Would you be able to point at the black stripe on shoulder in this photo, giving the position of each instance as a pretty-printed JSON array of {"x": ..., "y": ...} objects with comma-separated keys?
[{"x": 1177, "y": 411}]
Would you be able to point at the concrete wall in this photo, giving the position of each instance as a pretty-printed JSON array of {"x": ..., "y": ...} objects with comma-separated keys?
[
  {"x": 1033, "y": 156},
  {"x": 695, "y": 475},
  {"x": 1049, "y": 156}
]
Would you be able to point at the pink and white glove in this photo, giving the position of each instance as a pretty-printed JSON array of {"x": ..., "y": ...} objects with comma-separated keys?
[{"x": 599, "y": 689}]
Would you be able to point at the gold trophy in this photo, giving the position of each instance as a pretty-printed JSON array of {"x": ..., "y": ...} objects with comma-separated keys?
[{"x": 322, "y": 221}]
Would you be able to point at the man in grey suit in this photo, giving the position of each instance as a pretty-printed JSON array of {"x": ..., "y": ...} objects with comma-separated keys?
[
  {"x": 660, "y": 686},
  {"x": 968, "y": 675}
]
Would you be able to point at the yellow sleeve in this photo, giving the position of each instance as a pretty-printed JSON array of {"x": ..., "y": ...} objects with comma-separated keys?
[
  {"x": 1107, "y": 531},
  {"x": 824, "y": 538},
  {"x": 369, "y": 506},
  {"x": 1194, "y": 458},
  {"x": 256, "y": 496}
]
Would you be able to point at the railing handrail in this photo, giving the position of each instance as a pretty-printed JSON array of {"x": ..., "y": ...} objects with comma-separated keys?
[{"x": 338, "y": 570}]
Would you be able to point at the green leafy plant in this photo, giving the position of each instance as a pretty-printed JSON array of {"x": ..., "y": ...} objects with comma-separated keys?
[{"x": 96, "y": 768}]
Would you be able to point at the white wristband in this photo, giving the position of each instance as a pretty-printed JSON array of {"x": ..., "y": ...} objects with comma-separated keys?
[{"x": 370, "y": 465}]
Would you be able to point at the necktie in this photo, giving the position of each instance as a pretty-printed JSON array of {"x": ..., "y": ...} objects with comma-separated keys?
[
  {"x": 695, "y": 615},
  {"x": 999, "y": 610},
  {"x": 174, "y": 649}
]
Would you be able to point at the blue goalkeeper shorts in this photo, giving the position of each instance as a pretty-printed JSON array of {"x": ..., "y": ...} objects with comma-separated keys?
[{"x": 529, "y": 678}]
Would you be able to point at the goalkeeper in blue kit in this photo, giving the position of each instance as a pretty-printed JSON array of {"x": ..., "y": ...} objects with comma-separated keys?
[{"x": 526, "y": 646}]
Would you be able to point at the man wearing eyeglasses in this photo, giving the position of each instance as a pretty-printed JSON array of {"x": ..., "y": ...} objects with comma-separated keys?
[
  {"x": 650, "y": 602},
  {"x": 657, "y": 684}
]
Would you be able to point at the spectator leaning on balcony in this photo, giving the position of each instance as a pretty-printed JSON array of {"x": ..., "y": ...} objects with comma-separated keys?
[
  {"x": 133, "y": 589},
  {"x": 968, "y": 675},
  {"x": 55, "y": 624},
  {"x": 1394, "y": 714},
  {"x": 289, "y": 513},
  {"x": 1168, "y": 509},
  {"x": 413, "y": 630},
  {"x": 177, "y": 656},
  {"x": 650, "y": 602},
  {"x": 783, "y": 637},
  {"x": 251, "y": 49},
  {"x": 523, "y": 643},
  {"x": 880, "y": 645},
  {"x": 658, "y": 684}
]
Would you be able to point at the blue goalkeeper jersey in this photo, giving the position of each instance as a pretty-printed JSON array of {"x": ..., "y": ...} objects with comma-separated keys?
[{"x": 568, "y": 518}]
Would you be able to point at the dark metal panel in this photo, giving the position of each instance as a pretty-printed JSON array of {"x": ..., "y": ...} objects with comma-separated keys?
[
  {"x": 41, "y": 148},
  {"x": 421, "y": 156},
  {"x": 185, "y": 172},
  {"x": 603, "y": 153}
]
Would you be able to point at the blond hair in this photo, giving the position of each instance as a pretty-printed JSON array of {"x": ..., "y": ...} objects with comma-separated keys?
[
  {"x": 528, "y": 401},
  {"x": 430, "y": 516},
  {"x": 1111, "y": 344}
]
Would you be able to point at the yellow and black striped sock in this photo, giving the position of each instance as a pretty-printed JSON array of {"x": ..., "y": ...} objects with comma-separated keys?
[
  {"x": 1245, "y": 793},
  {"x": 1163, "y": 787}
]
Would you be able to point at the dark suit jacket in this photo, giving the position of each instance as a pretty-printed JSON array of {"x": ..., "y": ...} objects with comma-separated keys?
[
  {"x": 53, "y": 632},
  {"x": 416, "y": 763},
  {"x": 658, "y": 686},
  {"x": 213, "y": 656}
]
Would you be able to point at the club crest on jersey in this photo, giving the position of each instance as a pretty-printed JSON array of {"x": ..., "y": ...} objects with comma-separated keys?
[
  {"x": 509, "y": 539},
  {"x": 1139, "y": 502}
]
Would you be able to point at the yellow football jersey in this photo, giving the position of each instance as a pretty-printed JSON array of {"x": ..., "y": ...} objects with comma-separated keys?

» **Required task**
Begin at the line that has "Would you be able to point at the blond" and stop after the last of the rows, then rewrite those lines with every "yellow" switched to "amber". Leave everything else unchanged.

» **Exercise output**
Would you be able to point at the blond hair in this photo, giving the position of each instance as a pretty-printed JSON array of {"x": ..., "y": ...} objects with comma-separated keys?
[
  {"x": 528, "y": 401},
  {"x": 430, "y": 516},
  {"x": 1111, "y": 344}
]
Would you be able to point at the amber and black striped sock in this photo, giving the position of each instance as a pretty-printed JSON array of {"x": ..., "y": ...} objects with comma-separated keys?
[
  {"x": 1245, "y": 793},
  {"x": 1163, "y": 787}
]
Would you be able to point at the dark suit jacket in this photo, giving the position of each instance as a pretty-printed JSON array of {"x": ..., "y": ...} objects with comma-separated keys?
[
  {"x": 53, "y": 632},
  {"x": 416, "y": 763},
  {"x": 658, "y": 686},
  {"x": 213, "y": 656}
]
Would you be able to point at the club crest on jersey in this photo, giving the position of each instance as a pretty-printed JSON array of {"x": ..., "y": ...} objects with comma-separated keys?
[
  {"x": 509, "y": 539},
  {"x": 1139, "y": 502}
]
Would you be able to point at the amber football jersey in this photo, giving the position of each instance as a pretty-printed JSON array of {"x": ..., "y": ...} objects with comma-separated keys?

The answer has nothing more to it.